# READING PASSAGE:
_ _ _
Roughly eight miles long and three miles wide, Grand Island is the largest island on the south shore of Lake Superior and helps form the protected harbor at Munising. Abraham Williams became the first permanent Euro-American settler on Grand Island in 1841, when he established a trading post on the south shore of the island at the request of a local chief.

In 1852, the superintendent of lights for the upper lakes recommended that $5,000 be provided for a lighthouse on Grand Island. The Lighthouse Board did not have the “requisite detailed information” to determine if the lighthouse was absolutely necessary, but it noted that there was no risk in providing the money as the law required the Topographical bureau to evaluate the necessity of the light before construction began.

Congress appropriated $5,000 on March 3, 1853 for a lighthouse on Grand Island, and a contract for its construction was awarded in 1854. A site atop the towering cliffs on the northern end of the island was selected, and construction was carried out during the summer of 1855. The lighthouse was equipped with a revolving fourth-order, L. Sautter Fresnel lens that produced a white flash at a focal plane of 204 feet above Lake Superior, though the lantern room was situated just thirty-two feet above the ground. The light was placed in operation in 1856 and served as both a coast light and a harbor light for the many vessels that started sailing along the southern shore of Lake Superior following the opening of the Soo Locks in 1855.
_ _ _
# EXERCISE 1:
In the Grand Island passage, how high above Lake Superior was the focal plane of the lighthouse's lens?
# EXERCISE 2:
Print the part of the Grand Island passage from "Roughly eight miles" to "before construction began.", keeping every word and mark unchanged.
_ _ _
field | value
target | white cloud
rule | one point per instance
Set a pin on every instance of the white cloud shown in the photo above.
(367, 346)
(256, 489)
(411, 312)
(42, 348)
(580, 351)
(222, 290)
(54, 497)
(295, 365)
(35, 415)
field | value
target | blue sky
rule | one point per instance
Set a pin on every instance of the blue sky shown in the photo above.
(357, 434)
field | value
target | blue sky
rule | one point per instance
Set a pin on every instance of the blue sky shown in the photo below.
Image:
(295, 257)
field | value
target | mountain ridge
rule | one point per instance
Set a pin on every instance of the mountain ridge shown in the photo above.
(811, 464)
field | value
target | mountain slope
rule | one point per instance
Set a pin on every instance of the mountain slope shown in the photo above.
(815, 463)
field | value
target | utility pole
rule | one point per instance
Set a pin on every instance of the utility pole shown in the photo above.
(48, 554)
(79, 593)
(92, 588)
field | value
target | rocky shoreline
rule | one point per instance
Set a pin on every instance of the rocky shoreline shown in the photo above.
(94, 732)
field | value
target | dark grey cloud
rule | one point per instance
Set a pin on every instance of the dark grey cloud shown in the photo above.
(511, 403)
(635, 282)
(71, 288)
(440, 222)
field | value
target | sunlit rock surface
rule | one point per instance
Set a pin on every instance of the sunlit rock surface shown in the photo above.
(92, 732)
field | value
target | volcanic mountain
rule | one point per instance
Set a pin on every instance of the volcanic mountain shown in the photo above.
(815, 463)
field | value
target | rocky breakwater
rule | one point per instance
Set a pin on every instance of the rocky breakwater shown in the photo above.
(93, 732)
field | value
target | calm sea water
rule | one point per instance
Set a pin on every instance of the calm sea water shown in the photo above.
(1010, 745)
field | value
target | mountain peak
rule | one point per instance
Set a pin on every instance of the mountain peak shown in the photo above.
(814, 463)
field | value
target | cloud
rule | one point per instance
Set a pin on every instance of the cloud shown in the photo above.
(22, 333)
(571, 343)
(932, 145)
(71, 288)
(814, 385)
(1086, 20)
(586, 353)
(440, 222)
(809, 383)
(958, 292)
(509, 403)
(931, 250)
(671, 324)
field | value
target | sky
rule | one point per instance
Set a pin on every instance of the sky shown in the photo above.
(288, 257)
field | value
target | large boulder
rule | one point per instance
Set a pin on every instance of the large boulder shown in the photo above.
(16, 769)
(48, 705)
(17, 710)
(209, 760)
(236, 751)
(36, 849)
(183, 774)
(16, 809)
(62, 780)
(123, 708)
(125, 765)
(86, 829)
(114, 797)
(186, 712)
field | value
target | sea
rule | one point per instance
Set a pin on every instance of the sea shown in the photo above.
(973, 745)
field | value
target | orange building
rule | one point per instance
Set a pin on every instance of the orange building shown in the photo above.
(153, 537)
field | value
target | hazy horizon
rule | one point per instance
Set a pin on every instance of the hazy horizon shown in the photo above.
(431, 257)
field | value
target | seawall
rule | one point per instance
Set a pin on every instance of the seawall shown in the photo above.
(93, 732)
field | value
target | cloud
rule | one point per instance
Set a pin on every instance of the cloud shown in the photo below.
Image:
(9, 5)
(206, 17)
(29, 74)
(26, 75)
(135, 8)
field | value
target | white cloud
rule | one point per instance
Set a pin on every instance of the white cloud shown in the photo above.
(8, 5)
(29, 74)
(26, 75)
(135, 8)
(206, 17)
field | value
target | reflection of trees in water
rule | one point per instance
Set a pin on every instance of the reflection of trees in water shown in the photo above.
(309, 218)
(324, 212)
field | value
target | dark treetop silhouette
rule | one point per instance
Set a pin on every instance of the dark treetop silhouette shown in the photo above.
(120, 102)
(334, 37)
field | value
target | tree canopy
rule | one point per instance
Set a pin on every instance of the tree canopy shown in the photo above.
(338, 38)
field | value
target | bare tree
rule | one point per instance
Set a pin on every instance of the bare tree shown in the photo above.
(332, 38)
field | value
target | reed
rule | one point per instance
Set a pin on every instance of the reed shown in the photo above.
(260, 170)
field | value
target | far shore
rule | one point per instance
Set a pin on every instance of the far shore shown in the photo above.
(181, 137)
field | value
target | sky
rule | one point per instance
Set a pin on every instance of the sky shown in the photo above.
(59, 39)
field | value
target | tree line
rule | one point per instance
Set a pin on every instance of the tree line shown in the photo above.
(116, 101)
_ _ _
# TASK RESULT 1:
204 feet

# TASK RESULT 2:
Roughly eight miles long and three miles wide, Grand Island is the largest island on the south shore of Lake Superior and helps form the protected harbor at Munising. Abraham Williams became the first permanent Euro-American settler on Grand Island in 1841, when he established a trading post on the south shore of the island at the request of a local chief.

In 1852, the superintendent of lights for the upper lakes recommended that $5,000 be provided for a lighthouse on Grand Island. The Lighthouse Board did not have the “requisite detailed information” to determine if the lighthouse was absolutely necessary, but it noted that there was no risk in providing the money as the law required the Topographical bureau to evaluate the necessity of the light before construction began.